--- THE EXERCISE ---
List every line of the records below that contains the word "orange". Case counts.

--- RECORDS SUPPLIED ---
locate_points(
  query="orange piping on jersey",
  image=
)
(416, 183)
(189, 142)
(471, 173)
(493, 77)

* * *

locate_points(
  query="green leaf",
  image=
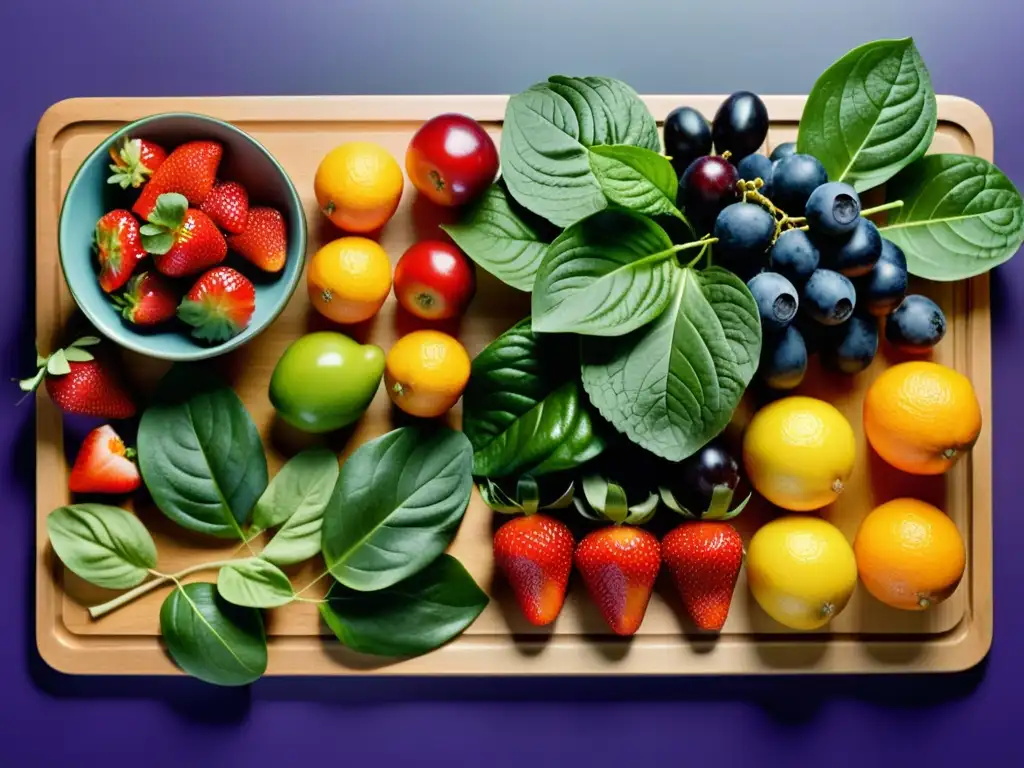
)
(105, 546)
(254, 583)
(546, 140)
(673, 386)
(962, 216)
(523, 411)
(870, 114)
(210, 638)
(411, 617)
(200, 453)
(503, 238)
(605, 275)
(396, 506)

* * *

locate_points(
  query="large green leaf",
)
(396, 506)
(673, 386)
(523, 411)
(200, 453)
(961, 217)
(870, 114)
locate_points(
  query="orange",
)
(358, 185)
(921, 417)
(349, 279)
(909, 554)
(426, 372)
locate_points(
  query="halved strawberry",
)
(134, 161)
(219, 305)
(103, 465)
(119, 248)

--- CORRECT RESULT ---
  query="orange piping on jersey",
  query="orange",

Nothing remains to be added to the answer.